**Material for this task**
▼▼▼
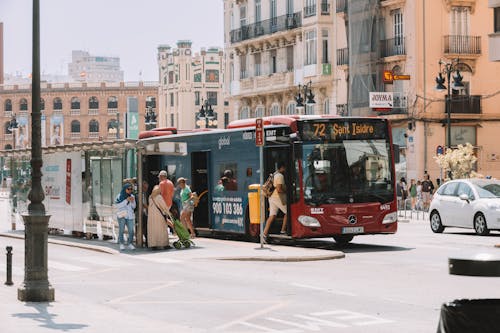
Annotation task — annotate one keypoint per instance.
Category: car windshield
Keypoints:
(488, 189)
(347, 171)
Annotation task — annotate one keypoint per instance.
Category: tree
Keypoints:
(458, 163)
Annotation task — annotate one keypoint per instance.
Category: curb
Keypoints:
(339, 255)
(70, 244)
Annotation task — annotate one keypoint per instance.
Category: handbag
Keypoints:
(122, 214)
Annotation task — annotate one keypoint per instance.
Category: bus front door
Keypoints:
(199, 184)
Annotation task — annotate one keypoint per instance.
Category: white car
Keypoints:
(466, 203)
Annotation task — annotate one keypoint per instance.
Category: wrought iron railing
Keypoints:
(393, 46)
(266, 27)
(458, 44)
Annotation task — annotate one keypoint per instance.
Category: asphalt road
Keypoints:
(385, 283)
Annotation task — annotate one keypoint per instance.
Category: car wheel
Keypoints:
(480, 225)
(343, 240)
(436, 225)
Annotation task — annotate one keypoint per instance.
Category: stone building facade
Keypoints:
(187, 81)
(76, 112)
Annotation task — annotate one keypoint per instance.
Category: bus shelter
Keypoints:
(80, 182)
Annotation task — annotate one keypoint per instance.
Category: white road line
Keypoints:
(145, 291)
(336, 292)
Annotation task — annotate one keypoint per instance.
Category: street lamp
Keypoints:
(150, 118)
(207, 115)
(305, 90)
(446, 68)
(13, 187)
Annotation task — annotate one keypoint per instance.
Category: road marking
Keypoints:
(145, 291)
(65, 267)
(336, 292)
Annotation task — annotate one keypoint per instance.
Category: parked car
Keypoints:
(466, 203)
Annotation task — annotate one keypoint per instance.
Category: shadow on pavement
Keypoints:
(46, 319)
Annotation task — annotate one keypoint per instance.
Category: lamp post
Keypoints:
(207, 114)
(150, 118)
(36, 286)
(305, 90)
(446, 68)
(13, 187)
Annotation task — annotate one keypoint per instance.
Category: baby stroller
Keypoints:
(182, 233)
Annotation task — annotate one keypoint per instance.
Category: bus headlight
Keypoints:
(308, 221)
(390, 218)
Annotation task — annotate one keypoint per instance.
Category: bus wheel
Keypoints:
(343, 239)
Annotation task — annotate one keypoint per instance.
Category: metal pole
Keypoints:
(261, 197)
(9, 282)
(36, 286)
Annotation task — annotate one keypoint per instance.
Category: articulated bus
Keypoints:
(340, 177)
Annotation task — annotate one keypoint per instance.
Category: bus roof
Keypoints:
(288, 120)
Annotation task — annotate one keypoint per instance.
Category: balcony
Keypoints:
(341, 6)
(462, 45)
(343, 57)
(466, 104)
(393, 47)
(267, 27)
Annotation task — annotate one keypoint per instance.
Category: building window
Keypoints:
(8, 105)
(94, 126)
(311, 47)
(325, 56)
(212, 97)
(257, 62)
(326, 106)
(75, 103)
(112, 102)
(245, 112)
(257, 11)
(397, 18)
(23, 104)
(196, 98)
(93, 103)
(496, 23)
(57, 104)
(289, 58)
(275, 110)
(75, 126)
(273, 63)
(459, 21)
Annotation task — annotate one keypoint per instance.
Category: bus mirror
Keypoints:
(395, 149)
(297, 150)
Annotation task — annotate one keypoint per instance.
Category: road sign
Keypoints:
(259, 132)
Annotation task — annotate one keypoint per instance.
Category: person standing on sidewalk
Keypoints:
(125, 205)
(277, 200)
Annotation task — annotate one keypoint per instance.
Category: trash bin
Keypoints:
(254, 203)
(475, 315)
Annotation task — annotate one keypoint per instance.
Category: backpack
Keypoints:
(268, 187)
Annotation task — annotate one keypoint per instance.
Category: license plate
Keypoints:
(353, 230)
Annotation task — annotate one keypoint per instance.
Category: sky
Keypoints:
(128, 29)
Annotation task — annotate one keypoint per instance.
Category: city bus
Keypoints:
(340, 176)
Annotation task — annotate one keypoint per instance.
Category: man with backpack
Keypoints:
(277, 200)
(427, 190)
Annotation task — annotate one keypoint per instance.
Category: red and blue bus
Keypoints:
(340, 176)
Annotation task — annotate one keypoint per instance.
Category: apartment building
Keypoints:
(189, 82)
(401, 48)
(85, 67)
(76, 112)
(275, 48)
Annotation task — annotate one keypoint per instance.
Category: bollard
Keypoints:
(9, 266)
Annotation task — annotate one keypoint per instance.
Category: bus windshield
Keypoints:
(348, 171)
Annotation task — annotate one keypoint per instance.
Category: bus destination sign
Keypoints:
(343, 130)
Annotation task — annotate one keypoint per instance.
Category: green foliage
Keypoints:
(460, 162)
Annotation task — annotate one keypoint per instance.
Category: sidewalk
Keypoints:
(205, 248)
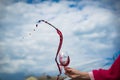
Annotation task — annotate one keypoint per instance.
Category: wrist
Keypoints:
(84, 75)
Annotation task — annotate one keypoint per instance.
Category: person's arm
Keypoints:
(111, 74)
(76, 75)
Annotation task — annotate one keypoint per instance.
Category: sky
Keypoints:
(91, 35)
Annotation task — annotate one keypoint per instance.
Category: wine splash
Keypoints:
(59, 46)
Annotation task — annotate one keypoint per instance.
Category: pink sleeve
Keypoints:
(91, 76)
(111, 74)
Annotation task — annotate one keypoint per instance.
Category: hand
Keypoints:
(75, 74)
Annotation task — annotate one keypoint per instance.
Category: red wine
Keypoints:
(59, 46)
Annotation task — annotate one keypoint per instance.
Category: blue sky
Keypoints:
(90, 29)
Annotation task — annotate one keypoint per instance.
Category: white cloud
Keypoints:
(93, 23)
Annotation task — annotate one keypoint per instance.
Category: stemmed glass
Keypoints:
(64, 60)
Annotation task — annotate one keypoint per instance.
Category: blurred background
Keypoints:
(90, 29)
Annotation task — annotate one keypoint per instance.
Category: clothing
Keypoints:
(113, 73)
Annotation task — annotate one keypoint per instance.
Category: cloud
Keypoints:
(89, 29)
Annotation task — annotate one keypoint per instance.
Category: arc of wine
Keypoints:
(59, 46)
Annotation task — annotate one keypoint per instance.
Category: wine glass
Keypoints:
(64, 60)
▲▲▲
Each line above should be written out again unchanged; no images are to be carried over.

Annotation task — annotate one keypoint per instance.
Category: car windshield
Keypoints:
(488, 189)
(347, 171)
Annotation task — annotate one keypoint per instance.
Category: tree
Keypoints:
(458, 163)
Annotation task — annotate one keypoint per instance.
Category: curb
Keypoints:
(339, 255)
(70, 244)
Annotation task — annotate one keypoint per instance.
Category: handbag
Keypoints:
(122, 214)
Annotation task — annotate one keypoint per instance.
Category: bus front door
Keypoints:
(199, 184)
Annotation task — annotate one keypoint per instance.
Category: white car
Keypoints:
(466, 203)
Annotation task — annotate one keypoint per instance.
Category: wrought iron railing
Keypoints:
(393, 46)
(266, 27)
(458, 44)
Annotation task — annotate one keypoint per instance.
Category: asphalt road
Keypoints:
(385, 283)
Annotation task — annotate one keypoint per instance.
Category: car wheel
Keypoints:
(480, 225)
(343, 240)
(436, 225)
Annotation task — annotate one keypoint per instance.
Category: stone building facade
Keypoints:
(187, 81)
(76, 112)
Annotation task — annotate one keypoint per instance.
Category: bus shelter
Keypoints:
(80, 182)
Annotation task — annotate one keypoint per instance.
Category: white road line
Keypoints:
(145, 291)
(336, 292)
Annotation task — annotate one keypoint per instance.
Category: street lamp
Keypoints:
(150, 118)
(207, 115)
(305, 90)
(446, 68)
(13, 187)
Annotation task — annotate one keypoint per instance.
Category: road marking
Keypoints:
(145, 291)
(65, 267)
(336, 292)
Annotation task — annotate one keypoint per instance.
Category: parked car
Keypoints:
(466, 203)
Annotation task — annotate one keypoint per instance.
Category: shadow on pavement
Keypoints:
(46, 319)
Annotation task — annotate one keypoint per instance.
Category: lamp post
Keypoints:
(207, 114)
(150, 118)
(36, 286)
(305, 90)
(446, 68)
(13, 187)
Annotation task — annotate one keypoint per instance.
Category: baby stroller
Keypoints:
(182, 233)
Annotation task — annotate one keypoint per instance.
Category: bus headlight
Keypoints:
(308, 221)
(390, 218)
Annotation task — annotate one keypoint per instance.
Category: bus wheel
Keypoints:
(343, 239)
Annotation task — annotate one keypoint per instance.
Category: metal pole
Keypoints:
(261, 197)
(9, 282)
(36, 286)
Annotation task — annotate one keypoint per instance.
Category: articulated bus
Keypoints:
(340, 177)
Annotation task — annotate one keypoint per instance.
Category: bus roof
Keypoints:
(288, 120)
Annotation task — annotate one keypoint per instance.
Category: balcony
Keypoints:
(341, 6)
(462, 45)
(343, 57)
(466, 104)
(393, 47)
(267, 27)
Annotation task — annotate one keypoint per instance.
Category: building window
Keypoints:
(8, 105)
(94, 126)
(311, 47)
(325, 56)
(212, 97)
(257, 62)
(326, 106)
(75, 103)
(112, 102)
(245, 112)
(257, 11)
(397, 18)
(23, 104)
(196, 98)
(93, 103)
(496, 23)
(57, 104)
(289, 58)
(275, 110)
(75, 126)
(273, 63)
(459, 21)
Annotation task — annotate one keypoint per instance.
Category: bus mirror
Keypoints:
(395, 149)
(297, 150)
Annotation task — annotate one keypoint per instance.
Category: road sign
Keypoints:
(259, 132)
Annotation task — annotate one keypoint per instance.
Category: person standing on sidewalk
Keypoints:
(125, 205)
(277, 200)
Annotation task — annotate one keypoint per instance.
Category: trash bin
Keypoints:
(254, 203)
(475, 315)
Annotation task — annotate one keypoint per instance.
Category: backpack
Keypoints:
(268, 187)
Annotation task — annotate one keypoint per instance.
Category: license plate
Keypoints:
(353, 230)
Annotation task — annotate one keypoint per instance.
Category: sky
Keypoints:
(128, 29)
Annotation task — annotate one keypoint per instance.
Category: city bus
Keypoints:
(340, 176)
Annotation task — annotate one keypoint per instance.
Category: man with backpack
Keypoints:
(277, 200)
(427, 190)
Annotation task — annotate one keypoint per instance.
Category: red and blue bus
Keypoints:
(340, 176)
Annotation task — annotate one keypoint per instance.
Category: apartment building
Keypoints:
(189, 82)
(401, 48)
(85, 67)
(76, 112)
(275, 48)
Annotation task — annotate one keypoint per instance.
Category: bollard
Keypoints:
(9, 266)
Annotation task — annotate one keypoint per instance.
Category: bus windshield
Keypoints:
(348, 171)
Annotation task — annotate one keypoint per instance.
Category: bus destination sign
Keypoints:
(343, 130)
Annotation task — annotate one keypoint per instance.
Category: green foliage
Keypoints:
(460, 162)
Annotation task — annotate one keypoint per instance.
Category: sidewalk
Keypoints:
(205, 248)
Annotation task — annotate one keypoint per instance.
Category: wrist
Keypoints:
(84, 75)
Annotation task — annotate one keypoint per instance.
Category: person's arm
Keypoints:
(111, 74)
(76, 75)
Annotation task — annotate one keypoint per instance.
Category: sky
Keypoints:
(91, 35)
Annotation task — annotate one keypoint per instance.
Category: wine splash
Keypoints:
(59, 46)
Annotation task — annotate one keypoint per instance.
Category: pink sleeve
Keypoints:
(91, 76)
(111, 74)
Annotation task — annotate one keypoint per instance.
Category: hand
Keypoints:
(75, 74)
Annotation task — annotate one keypoint per instance.
Category: red wine
Keypoints:
(59, 46)
Annotation task — annotate one keypoint per instance.
Category: blue sky
Keypoints:
(90, 29)
Annotation task — annotate one keypoint per instance.
Category: white cloud
Keypoints:
(93, 23)
Annotation task — annotate one keypoint per instance.
Category: stemmed glass
Keypoints:
(64, 60)
Annotation task — annotate one keypoint per instance.
Category: blurred background
Keypoints:
(90, 29)
Annotation task — annotate one keypoint per instance.
Category: clothing
Keypoints:
(113, 73)
Annotation task — annotate one keypoint per instance.
Category: cloud
Keypoints:
(89, 29)
Annotation task — annotate one keypoint per instance.
Category: arc of wine
Keypoints:
(59, 46)
Annotation task — annotate one keypoint per instance.
Category: wine glass
Keypoints:
(64, 60)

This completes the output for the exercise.